_WHAT IS EXPECTED_
Beginning at the line that contains "Every instance of the blue sky" and ending at the last line of the entries, write out each line exactly; include nothing outside that span.

_EXTRACTED MATERIAL_

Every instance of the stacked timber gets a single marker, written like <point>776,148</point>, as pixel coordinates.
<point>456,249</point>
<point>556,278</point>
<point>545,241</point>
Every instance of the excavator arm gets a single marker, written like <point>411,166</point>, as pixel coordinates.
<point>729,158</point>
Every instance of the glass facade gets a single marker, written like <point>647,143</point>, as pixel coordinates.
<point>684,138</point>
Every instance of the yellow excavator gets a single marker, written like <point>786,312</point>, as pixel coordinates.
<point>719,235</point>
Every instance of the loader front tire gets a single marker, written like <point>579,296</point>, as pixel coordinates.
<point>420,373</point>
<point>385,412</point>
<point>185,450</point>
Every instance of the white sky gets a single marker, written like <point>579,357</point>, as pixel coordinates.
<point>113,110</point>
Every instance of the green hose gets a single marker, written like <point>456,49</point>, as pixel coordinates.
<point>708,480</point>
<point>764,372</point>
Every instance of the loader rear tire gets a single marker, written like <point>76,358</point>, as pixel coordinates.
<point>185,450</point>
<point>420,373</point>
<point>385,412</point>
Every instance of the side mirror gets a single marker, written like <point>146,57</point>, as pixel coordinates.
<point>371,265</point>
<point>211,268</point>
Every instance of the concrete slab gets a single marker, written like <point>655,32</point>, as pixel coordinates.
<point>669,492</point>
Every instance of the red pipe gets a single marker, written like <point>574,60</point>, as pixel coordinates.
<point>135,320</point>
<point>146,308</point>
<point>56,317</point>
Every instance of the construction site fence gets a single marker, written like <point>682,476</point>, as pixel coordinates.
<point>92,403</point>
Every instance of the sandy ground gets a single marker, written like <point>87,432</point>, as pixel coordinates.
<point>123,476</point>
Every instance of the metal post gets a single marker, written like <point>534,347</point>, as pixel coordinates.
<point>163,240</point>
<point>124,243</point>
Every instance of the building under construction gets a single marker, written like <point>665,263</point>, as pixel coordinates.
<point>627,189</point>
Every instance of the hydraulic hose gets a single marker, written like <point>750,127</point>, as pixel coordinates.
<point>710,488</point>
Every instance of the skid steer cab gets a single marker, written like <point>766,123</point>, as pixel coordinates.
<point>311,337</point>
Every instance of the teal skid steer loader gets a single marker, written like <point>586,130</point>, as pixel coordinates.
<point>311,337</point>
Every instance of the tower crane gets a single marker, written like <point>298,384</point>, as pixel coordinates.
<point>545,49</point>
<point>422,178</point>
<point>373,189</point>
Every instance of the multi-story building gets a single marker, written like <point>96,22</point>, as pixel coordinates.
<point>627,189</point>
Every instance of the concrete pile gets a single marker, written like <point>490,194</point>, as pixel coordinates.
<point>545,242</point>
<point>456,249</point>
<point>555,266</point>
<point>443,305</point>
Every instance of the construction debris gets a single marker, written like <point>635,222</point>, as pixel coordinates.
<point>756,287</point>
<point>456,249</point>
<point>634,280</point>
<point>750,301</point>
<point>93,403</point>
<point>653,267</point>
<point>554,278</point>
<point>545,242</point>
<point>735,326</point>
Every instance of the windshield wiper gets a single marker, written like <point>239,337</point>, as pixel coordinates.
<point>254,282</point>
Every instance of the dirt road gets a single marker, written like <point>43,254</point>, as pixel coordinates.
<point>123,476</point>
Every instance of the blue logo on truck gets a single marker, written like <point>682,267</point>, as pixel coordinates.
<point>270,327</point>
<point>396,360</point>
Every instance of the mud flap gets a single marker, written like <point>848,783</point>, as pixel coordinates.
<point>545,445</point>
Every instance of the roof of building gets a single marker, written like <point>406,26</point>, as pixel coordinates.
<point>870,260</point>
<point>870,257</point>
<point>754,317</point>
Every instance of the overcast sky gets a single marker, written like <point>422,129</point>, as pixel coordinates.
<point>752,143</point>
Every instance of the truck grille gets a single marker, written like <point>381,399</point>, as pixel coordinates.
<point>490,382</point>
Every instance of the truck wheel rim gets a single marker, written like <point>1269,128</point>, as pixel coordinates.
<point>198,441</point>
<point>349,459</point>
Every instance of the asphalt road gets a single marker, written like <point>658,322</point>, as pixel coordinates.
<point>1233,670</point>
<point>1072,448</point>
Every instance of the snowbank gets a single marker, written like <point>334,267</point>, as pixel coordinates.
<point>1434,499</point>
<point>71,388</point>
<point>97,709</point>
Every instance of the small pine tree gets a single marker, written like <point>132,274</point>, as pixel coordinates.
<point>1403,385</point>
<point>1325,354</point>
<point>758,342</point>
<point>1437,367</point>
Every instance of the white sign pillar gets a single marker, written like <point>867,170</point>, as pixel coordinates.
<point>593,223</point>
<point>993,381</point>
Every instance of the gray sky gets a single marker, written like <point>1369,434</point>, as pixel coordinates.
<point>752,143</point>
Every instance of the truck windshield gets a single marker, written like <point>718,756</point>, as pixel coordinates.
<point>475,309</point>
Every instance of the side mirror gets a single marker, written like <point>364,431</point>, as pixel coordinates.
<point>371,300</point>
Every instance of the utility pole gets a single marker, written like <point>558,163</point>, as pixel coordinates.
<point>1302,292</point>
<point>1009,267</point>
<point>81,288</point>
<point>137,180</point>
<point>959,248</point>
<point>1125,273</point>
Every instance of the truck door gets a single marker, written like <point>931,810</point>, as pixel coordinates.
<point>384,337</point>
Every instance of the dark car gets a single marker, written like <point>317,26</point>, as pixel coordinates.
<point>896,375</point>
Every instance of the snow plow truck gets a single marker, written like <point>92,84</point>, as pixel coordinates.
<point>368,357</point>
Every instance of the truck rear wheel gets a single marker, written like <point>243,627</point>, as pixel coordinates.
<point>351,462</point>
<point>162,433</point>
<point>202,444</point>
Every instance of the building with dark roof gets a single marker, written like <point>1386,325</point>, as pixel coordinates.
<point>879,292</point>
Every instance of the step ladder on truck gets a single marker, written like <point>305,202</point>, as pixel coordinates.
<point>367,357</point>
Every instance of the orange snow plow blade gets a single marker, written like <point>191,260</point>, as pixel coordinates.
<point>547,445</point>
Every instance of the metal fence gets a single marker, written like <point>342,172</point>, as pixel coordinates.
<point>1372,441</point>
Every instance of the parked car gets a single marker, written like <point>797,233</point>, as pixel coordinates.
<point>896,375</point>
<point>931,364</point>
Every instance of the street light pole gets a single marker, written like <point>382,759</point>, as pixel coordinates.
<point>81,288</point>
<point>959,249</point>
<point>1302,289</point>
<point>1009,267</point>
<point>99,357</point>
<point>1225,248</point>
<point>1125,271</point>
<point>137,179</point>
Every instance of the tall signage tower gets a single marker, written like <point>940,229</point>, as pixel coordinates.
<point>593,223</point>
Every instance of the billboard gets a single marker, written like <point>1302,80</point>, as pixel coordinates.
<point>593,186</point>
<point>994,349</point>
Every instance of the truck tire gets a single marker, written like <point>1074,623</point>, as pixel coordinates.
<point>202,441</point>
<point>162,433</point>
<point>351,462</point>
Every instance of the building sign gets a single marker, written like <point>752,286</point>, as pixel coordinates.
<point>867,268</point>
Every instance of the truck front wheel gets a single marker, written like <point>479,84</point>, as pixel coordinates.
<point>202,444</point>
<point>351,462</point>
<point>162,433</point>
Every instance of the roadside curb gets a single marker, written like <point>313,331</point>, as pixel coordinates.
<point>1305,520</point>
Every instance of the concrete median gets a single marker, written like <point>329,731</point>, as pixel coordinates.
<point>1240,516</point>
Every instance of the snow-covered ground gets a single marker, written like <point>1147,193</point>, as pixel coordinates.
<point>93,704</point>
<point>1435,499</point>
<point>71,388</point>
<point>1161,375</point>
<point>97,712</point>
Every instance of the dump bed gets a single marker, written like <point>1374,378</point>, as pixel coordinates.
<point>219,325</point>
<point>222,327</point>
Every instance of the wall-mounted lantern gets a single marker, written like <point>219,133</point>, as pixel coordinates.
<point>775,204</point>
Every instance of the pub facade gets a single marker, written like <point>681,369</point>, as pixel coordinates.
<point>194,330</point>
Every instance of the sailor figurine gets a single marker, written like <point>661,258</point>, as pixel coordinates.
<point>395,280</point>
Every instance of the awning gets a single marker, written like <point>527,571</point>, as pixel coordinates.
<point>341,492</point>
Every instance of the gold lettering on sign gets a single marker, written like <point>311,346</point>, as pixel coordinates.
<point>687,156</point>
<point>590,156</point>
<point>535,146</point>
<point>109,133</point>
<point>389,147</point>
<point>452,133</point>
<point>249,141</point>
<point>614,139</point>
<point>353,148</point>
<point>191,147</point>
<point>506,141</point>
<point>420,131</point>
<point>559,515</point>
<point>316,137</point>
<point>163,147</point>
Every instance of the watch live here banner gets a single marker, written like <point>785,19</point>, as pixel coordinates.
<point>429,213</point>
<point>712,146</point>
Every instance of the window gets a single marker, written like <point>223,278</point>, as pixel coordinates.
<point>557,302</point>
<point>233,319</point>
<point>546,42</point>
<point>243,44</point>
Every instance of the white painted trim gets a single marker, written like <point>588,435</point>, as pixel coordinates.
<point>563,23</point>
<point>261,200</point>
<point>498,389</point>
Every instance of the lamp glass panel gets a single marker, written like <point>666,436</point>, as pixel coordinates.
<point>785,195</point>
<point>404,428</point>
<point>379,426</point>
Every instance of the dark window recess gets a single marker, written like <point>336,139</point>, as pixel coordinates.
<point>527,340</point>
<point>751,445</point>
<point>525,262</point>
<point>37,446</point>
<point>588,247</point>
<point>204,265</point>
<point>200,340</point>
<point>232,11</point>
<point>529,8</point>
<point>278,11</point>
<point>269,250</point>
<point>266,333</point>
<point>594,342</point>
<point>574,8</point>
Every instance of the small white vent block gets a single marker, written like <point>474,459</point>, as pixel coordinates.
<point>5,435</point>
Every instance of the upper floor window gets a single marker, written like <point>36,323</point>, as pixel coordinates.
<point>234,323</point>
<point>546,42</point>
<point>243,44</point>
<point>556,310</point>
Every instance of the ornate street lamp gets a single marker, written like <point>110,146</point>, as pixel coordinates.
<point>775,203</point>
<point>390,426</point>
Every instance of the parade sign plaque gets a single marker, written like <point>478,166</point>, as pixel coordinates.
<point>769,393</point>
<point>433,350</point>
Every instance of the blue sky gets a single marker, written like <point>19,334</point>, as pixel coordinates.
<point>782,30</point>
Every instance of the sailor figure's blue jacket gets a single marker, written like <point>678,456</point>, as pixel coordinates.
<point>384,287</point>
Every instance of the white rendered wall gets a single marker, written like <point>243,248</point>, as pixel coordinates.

_RESULT_
Every instance of the blue sky gets a single marker, written like <point>19,334</point>, as pixel coordinates.
<point>782,30</point>
Every instance of the sailor figure's blue jacket gets a single marker, written like <point>678,456</point>, as pixel coordinates.
<point>384,287</point>
Every instance of the white rendered wall gets a single marker, written like <point>243,248</point>, as pixel coordinates.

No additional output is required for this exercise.